At any given moment, 365 days a year, someone will be in need of emergency or trauma care at Dundee’s Ninewells Hospital.
On average eight people a day will require the skills of the emergency department’s trauma team in the resuscitation unit for potentially life-saving intervention.
About 50,000 people a year go to the department for treatment.
Whether it’s a stroke, a heart attack, an overdose, a road accident or a stabbing, the emergency team is on hand to immediately respond to the call.
When the Tele visited the department it was busy with patients who were waiting to be seen.
Others were receiving attention in the general treatment bays and being dealt with in the re-sus unit.
One suspected meningitis case had been whipped out of the re-sus unit for investigation and treatment elsewhere in the hospital.
In the main treatment area, nurses were dealing with a patient who had overdosed and was falling in and out of consciousness, while another patient with suspected crush injuries was being checked over following an accident involving a horse.
Since last November, the emergency department at Ninewells became a designated major trauma centre as part of the Scottish Trauma Network, one of four in Scotland with others in Glasgow, Aberdeen and Edinburgh.
Consultant Julie Ronald is the clinical lead in the department and heads up a team of 16 consultants, eight registrars and more than 50 nurses.
Julie said: “The unit never stops and we have to be ready for anything.

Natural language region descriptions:
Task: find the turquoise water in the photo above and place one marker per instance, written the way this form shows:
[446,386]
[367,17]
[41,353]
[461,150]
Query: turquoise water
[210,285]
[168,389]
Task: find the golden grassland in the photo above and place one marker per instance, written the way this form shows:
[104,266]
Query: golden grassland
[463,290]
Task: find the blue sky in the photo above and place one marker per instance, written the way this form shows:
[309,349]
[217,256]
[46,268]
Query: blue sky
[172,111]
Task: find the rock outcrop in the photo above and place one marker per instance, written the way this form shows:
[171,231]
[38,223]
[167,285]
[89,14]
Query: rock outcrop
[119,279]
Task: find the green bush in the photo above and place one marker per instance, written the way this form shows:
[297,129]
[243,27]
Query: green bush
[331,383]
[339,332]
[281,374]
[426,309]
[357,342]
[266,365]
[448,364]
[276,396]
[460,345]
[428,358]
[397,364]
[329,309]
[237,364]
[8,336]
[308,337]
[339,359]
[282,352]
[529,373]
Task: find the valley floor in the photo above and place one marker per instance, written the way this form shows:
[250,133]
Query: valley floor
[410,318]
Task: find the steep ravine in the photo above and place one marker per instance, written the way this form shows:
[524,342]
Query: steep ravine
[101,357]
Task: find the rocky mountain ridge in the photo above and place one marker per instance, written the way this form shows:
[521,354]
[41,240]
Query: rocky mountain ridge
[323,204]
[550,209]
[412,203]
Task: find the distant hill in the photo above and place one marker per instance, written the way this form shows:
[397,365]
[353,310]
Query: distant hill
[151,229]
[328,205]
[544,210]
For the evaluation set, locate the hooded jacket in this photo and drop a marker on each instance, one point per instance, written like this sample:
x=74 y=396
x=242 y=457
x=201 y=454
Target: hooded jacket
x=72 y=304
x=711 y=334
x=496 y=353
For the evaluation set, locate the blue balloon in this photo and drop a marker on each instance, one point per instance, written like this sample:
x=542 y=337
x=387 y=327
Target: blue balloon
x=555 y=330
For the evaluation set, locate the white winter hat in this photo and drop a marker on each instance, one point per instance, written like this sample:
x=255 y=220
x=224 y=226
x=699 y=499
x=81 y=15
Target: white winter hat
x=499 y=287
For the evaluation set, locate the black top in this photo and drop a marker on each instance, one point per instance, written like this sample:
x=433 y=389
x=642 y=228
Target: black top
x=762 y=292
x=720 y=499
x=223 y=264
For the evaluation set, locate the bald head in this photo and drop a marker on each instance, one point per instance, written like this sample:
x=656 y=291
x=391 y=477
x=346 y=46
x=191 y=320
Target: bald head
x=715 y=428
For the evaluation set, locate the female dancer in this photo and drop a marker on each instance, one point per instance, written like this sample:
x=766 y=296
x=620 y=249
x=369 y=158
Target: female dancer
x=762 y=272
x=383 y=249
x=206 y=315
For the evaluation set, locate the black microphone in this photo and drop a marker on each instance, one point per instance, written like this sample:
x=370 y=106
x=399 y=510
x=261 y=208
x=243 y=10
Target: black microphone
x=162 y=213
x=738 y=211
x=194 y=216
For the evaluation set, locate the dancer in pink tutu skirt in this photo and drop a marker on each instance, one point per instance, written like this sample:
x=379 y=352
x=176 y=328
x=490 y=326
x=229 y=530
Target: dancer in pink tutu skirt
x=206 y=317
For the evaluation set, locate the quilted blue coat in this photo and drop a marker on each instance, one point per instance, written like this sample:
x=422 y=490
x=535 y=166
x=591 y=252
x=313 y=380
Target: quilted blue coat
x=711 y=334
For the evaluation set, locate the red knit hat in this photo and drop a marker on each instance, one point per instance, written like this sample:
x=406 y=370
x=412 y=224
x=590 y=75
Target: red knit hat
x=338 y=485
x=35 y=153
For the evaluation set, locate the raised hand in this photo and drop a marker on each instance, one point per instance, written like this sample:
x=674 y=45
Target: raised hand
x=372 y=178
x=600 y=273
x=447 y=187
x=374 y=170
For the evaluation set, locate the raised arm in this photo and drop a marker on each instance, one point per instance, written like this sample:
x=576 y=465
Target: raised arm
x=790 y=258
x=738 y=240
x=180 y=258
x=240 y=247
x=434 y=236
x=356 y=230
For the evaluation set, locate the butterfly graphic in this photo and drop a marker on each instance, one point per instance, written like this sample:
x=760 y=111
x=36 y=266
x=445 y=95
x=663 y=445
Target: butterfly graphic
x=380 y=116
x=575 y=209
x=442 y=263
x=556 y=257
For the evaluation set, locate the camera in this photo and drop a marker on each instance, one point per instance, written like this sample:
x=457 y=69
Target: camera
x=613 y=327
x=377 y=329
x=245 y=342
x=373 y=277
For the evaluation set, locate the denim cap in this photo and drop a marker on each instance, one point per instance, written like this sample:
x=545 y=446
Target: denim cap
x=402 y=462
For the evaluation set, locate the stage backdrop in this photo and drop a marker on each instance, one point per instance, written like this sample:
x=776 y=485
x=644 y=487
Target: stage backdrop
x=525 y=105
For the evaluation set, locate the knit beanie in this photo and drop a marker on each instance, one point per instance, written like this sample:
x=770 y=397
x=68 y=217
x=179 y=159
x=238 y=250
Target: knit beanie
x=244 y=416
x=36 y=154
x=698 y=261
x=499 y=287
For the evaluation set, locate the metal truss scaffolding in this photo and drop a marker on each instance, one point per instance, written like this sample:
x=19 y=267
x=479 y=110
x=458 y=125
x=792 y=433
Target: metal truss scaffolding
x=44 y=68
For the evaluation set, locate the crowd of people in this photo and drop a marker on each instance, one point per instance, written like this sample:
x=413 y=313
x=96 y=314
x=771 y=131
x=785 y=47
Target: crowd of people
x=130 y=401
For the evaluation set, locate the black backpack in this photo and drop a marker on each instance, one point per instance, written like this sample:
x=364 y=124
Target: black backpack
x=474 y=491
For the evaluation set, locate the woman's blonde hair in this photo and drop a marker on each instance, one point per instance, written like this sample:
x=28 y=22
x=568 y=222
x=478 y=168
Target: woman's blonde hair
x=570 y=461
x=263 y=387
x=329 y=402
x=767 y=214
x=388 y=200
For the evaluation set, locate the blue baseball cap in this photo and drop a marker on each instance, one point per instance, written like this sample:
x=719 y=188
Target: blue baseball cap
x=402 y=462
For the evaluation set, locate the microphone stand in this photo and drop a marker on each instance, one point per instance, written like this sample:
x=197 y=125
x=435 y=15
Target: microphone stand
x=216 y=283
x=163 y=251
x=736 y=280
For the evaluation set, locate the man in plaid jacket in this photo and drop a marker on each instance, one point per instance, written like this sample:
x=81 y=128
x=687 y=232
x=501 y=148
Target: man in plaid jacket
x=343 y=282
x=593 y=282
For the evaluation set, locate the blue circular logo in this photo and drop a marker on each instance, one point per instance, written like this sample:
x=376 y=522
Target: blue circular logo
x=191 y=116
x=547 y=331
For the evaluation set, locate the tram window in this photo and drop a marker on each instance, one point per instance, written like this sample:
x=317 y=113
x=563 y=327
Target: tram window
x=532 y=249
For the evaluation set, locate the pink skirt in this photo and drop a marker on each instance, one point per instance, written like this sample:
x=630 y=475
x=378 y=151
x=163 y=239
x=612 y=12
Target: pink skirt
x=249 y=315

* **Problems to work on**:
a: List every city named in the hospital article.
b: Rewrite the stretch of the hospital article from "Others were receiving" through "in the hospital.", changing "general treatment bays" to "main treatment bays".

* **Outputs for the tasks**:
a: Dundee, Glasgow, Aberdeen, Edinburgh

b:
Others were receiving attention in the main treatment bays and being dealt with in the re-sus unit.
One suspected meningitis case had been whipped out of the re-sus unit for investigation and treatment elsewhere in the hospital.